DATA ENTRIES:
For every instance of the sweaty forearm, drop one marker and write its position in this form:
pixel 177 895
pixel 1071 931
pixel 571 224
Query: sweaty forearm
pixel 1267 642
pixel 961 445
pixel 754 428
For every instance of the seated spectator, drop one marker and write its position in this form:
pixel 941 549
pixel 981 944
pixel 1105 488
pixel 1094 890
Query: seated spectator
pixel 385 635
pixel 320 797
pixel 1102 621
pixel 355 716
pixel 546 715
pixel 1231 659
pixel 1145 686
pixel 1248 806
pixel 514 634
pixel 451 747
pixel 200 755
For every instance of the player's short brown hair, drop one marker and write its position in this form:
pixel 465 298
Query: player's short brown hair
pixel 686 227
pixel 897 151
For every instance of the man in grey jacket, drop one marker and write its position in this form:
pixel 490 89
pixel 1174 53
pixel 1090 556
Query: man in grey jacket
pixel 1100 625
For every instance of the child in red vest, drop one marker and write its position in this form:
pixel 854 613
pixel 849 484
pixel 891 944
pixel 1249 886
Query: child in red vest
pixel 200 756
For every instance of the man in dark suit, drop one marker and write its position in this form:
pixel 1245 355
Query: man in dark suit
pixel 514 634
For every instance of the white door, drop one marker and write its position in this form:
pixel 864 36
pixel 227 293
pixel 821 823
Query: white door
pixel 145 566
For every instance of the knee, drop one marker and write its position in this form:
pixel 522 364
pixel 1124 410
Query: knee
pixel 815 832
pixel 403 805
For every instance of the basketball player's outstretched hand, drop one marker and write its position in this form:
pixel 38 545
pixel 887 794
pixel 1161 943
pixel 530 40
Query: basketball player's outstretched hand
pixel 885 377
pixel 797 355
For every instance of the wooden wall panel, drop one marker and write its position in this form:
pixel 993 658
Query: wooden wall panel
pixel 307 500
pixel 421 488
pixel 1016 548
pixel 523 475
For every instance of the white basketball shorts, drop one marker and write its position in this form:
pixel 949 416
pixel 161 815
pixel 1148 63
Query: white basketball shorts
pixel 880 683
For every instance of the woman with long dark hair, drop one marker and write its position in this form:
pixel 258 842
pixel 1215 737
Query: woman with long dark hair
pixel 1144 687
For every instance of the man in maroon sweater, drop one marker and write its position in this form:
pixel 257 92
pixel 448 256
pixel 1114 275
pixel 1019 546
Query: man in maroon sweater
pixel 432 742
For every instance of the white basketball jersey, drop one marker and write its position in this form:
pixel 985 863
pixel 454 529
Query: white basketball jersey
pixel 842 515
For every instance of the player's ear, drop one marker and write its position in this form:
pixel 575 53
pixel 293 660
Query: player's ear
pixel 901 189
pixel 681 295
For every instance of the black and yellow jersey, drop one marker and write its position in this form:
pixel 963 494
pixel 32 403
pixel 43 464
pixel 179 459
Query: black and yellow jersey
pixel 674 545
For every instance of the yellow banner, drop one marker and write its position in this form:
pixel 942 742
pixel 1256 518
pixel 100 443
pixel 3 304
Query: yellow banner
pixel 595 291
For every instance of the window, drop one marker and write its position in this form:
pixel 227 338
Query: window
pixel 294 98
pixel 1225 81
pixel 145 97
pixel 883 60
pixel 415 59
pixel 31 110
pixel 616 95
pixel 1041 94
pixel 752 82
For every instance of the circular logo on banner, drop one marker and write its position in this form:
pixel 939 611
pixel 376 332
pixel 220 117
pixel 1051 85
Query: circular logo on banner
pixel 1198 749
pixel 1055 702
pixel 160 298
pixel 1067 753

TASK TO COMPLETE: Reproduce these records exactly as they appear above, from the first line to the last.

RESULT FOR THIS TASK:
For every instance of the sweaty forearm, drop one marker and write its position in this form:
pixel 177 895
pixel 1071 931
pixel 571 224
Query: sweaty forearm
pixel 1267 642
pixel 961 445
pixel 754 428
For every instance of the seated spectator, drop one marker and write its position in this form:
pixel 941 549
pixel 981 944
pixel 1105 488
pixel 1094 890
Query: seated spectator
pixel 385 635
pixel 320 797
pixel 1102 621
pixel 355 716
pixel 546 715
pixel 1231 659
pixel 1145 686
pixel 1248 806
pixel 514 634
pixel 451 747
pixel 200 755
For every instance of the player's short brown hair, drop one marker and write its position in this form:
pixel 465 298
Query: player's short brown hair
pixel 686 227
pixel 897 151
For every instance of the man in grey jacket, drop one marker and write its position in this form:
pixel 490 89
pixel 1174 53
pixel 1090 556
Query: man in grey jacket
pixel 1100 625
For every instance of the child in red vest, drop one marker and write its position in this form:
pixel 854 613
pixel 849 484
pixel 891 944
pixel 1249 886
Query: child in red vest
pixel 200 756
For every instance of the man in dark suit, drop one marker and write its position in this form:
pixel 1245 355
Query: man in dark suit
pixel 514 634
For every instance of the white door, drop one marker and write its position in this form:
pixel 864 36
pixel 227 293
pixel 821 823
Query: white door
pixel 145 566
For every instance of the knee, drop one marker and write its position in this form:
pixel 522 364
pixel 1124 410
Query: knee
pixel 815 832
pixel 403 805
For every instance of the basketball player's outstretched hand, drop one marker and write its position in this form:
pixel 38 545
pixel 887 794
pixel 1161 943
pixel 530 40
Query: basketball player's outstretched hand
pixel 885 377
pixel 797 355
For every instance of the wooden wall panel, drop one marker and write its position in this form:
pixel 993 658
Query: wooden wall panel
pixel 307 500
pixel 421 488
pixel 1016 548
pixel 523 475
For every instance of the white basketball shorts, drop one marker and write its position in this form:
pixel 949 416
pixel 161 815
pixel 1148 63
Query: white basketball shorts
pixel 880 683
For every instance of the woman with long dark hair, drop one marker and write its position in this form:
pixel 258 842
pixel 1215 737
Query: woman with long dark hair
pixel 1144 687
For every instance of the man in maroon sweater, drop one marker and write its position in this form:
pixel 257 92
pixel 448 256
pixel 1114 275
pixel 1019 546
Query: man in maroon sweater
pixel 432 742
For every instance of the white basketball jersey, drop one marker and write its position in this form:
pixel 985 863
pixel 454 529
Query: white basketball jersey
pixel 842 515
For every instance of the player's ear, drop one marker and write its position in this form:
pixel 575 53
pixel 293 660
Query: player's ear
pixel 901 189
pixel 681 295
For every instance of the black and yellow jersey, drop one marker and write its position in this form:
pixel 963 494
pixel 32 403
pixel 43 464
pixel 179 459
Query: black and yellow jersey
pixel 674 545
For every instance of the yellow banner, drop one marker and write its position in this form:
pixel 942 742
pixel 1256 518
pixel 100 443
pixel 3 304
Query: yellow banner
pixel 595 291
For every instance of the window, drop one marker and write its position in this form:
pixel 227 338
Query: window
pixel 294 98
pixel 1225 81
pixel 145 97
pixel 883 60
pixel 415 59
pixel 31 110
pixel 616 95
pixel 1041 94
pixel 752 82
For every instance of the circular logo on banner, drop one marker and write its position in this form:
pixel 939 611
pixel 376 332
pixel 220 117
pixel 1051 85
Query: circular logo on banner
pixel 1198 749
pixel 1055 702
pixel 160 298
pixel 1067 753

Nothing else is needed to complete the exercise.